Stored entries
++++
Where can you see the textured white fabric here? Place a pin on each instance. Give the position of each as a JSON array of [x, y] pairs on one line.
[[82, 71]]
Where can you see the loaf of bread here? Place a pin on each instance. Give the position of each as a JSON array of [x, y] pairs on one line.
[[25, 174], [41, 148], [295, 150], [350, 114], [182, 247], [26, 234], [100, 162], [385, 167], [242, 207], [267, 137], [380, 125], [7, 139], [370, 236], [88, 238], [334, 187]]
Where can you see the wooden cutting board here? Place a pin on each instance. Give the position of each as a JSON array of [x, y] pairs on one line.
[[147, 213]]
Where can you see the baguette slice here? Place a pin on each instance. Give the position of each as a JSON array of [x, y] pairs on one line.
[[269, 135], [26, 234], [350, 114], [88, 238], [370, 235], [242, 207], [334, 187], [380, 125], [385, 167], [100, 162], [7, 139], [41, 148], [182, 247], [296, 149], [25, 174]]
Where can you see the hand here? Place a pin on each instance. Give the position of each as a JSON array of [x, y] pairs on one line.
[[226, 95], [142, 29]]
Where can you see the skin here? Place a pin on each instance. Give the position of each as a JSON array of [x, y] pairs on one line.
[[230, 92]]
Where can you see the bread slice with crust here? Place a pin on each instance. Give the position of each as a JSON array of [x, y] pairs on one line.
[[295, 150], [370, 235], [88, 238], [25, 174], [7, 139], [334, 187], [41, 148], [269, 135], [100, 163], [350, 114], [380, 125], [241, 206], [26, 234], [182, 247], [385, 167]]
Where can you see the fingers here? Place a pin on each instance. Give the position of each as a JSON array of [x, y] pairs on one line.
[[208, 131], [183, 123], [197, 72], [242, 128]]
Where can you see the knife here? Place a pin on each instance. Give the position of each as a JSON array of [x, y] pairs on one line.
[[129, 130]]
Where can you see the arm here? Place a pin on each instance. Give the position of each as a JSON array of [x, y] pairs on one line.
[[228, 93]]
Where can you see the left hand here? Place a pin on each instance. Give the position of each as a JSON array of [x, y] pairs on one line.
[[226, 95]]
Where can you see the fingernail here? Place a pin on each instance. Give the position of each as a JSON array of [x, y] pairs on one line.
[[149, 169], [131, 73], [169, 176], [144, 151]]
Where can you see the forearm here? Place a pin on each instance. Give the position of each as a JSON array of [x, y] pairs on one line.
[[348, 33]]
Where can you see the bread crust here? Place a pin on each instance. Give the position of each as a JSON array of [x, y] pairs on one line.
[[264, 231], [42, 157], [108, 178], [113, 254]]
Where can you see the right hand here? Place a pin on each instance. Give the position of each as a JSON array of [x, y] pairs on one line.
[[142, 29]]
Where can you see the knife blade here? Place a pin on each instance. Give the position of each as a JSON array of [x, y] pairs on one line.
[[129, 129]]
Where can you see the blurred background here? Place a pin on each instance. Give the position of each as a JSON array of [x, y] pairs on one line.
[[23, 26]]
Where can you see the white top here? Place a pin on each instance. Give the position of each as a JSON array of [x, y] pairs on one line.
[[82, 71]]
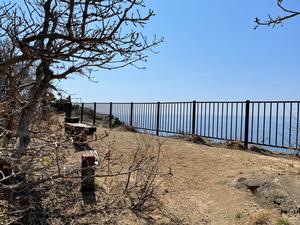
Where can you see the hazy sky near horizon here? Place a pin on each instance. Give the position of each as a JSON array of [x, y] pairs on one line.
[[211, 52]]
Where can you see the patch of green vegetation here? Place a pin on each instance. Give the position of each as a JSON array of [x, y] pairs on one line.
[[283, 221]]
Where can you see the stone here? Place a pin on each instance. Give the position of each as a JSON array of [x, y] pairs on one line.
[[268, 192]]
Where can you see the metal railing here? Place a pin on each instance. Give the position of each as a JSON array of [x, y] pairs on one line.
[[268, 123]]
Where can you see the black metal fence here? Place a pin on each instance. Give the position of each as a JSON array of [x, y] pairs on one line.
[[268, 123]]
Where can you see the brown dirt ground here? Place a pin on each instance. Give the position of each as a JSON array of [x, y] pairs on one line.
[[202, 187], [201, 190]]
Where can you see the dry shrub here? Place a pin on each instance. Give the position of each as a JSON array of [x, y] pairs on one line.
[[262, 217], [129, 182]]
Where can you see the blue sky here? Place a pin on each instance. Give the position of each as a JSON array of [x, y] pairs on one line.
[[211, 52]]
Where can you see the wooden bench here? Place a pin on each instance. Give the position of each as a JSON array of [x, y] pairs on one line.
[[79, 131]]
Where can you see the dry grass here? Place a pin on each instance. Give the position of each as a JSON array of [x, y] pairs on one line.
[[202, 189]]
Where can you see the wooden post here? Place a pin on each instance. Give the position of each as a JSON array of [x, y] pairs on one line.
[[87, 173]]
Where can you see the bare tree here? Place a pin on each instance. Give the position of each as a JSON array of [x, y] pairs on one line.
[[61, 37], [271, 21]]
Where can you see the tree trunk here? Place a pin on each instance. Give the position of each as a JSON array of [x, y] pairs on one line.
[[43, 78]]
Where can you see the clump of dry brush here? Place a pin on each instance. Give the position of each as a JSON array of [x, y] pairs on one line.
[[43, 186]]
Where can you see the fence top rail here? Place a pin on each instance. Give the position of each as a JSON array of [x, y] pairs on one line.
[[189, 102]]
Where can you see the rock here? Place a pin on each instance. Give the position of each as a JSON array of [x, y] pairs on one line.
[[268, 192]]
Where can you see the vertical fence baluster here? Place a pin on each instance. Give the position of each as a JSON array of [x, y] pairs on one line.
[[82, 111], [194, 118], [131, 114], [110, 114], [270, 125], [157, 118], [94, 116], [247, 115], [290, 131], [283, 124]]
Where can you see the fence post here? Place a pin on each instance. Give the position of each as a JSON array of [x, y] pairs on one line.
[[247, 115], [81, 115], [194, 118], [110, 114], [94, 116], [131, 113], [157, 118]]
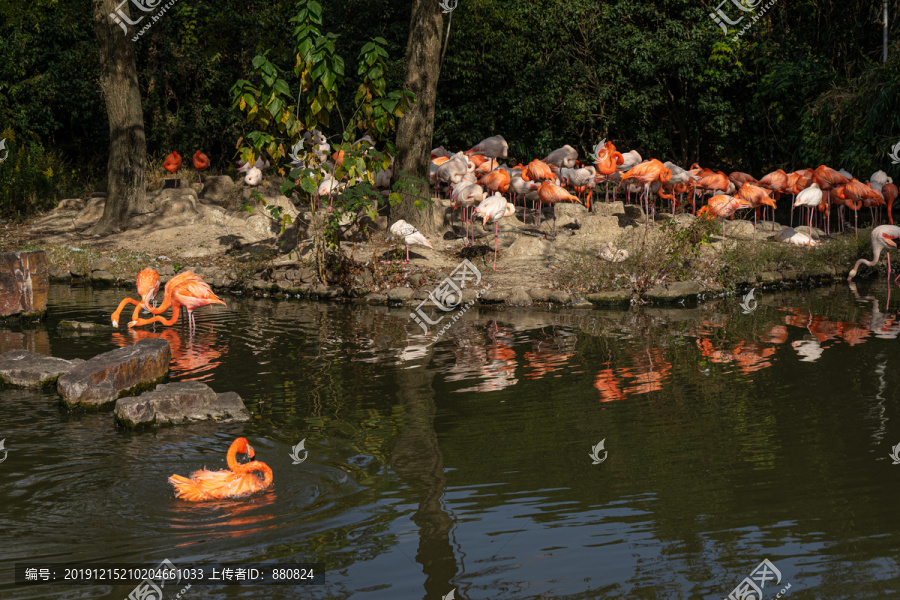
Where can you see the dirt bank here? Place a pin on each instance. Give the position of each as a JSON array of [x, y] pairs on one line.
[[201, 227]]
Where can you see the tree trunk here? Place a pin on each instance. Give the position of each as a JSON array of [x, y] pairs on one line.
[[125, 193], [415, 129]]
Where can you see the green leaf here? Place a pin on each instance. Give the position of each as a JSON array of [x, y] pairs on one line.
[[309, 185], [282, 87]]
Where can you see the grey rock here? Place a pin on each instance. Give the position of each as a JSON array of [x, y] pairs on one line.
[[216, 188], [104, 276], [24, 284], [675, 292], [400, 294], [70, 204], [28, 369], [183, 402], [98, 382], [494, 296], [101, 264], [307, 275], [540, 295], [518, 297], [82, 326], [59, 273], [559, 297], [614, 298]]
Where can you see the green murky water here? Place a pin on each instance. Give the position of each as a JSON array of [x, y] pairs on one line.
[[465, 465]]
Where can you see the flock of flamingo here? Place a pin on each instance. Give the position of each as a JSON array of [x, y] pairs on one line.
[[477, 184]]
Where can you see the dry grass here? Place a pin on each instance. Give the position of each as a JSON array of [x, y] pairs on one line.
[[670, 253]]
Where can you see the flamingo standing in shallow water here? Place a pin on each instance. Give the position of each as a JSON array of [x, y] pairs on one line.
[[192, 294], [883, 238], [889, 191], [148, 285], [238, 481], [201, 162], [410, 235], [172, 164]]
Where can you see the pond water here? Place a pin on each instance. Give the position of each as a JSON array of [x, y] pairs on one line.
[[465, 465]]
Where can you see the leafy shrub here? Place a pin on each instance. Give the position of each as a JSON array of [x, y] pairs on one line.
[[32, 180]]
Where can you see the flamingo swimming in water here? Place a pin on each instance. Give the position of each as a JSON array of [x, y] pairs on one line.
[[148, 285], [239, 480], [193, 293]]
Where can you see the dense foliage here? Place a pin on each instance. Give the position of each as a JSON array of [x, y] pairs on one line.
[[804, 85]]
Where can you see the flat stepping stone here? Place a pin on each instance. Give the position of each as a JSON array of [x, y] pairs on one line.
[[179, 403], [24, 368], [99, 382]]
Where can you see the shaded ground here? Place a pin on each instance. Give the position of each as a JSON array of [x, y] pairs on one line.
[[202, 227]]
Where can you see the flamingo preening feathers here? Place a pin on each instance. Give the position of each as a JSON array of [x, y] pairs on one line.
[[148, 285], [186, 290], [491, 210], [238, 481]]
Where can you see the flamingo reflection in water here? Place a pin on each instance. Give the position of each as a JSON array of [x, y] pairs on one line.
[[649, 371], [197, 357], [493, 362]]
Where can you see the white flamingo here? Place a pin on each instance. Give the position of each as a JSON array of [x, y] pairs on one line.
[[811, 197], [410, 236], [883, 238], [491, 210]]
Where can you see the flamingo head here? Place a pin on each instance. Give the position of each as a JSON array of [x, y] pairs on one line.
[[148, 285], [244, 447]]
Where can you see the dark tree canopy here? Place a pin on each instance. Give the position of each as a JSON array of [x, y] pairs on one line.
[[804, 85]]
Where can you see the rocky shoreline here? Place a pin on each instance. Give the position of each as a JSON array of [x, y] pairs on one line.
++++
» Problem details:
Starting at the line with "Where can you see the flamingo swimming", copy every line down to the last one above, exactly as written and with nothing else.

» The completed task:
Where can you see the flamingo swimming in water here? Place a pin on each instance. Give the position of each as a JSON array of [x, y] pairs on one line.
[[148, 285], [239, 480], [193, 293]]
Where can you see the dense foliage here? Place a pin on each instance. Give the position of each as a JSON array of [x, y] pairs on one line.
[[804, 85]]
Where can you see the flat stepping stone here? Place a pin on each instance. Give the position of each as a JSON array of [x, y] pairs on one line.
[[179, 403], [24, 368], [99, 382]]
Where can you see the shaded ground here? Place a pin on each instance. Give the position of each as a JSON array of [x, y] pairs on one line.
[[202, 227]]
Where can you see the flamingo preening feathers here? Place a pin on each instance. Give the position of each as a JSON array of [x, y] pairs on one line.
[[148, 285], [186, 290], [491, 210], [238, 481]]
Where can you see the flamingo reflection in water here? Place a pin on each instance. Give the position of each as a JSON array of [x, y] pairs on one line.
[[649, 371], [197, 357], [493, 362]]
Where can you see the white flamingo here? Place a pin on each instance. Give the position of each as a JSON array of [x, y] pairs on one line.
[[811, 197], [410, 236], [883, 238], [491, 210]]
Where can you see the flamingo head here? Place a pin on each instance. Give the position of each as a JSON array of [x, y] pairs on one line.
[[148, 285], [244, 447]]
Where can you see the dark tree canopy here? Place a pin on each instance. Give the position of each as a JSON array of [x, y] pairs on one line.
[[804, 85]]
Where can you see the rocky shoreline here? Place a pin on each instance. Give the position of each as a JSON array of [x, y] pairs on one line.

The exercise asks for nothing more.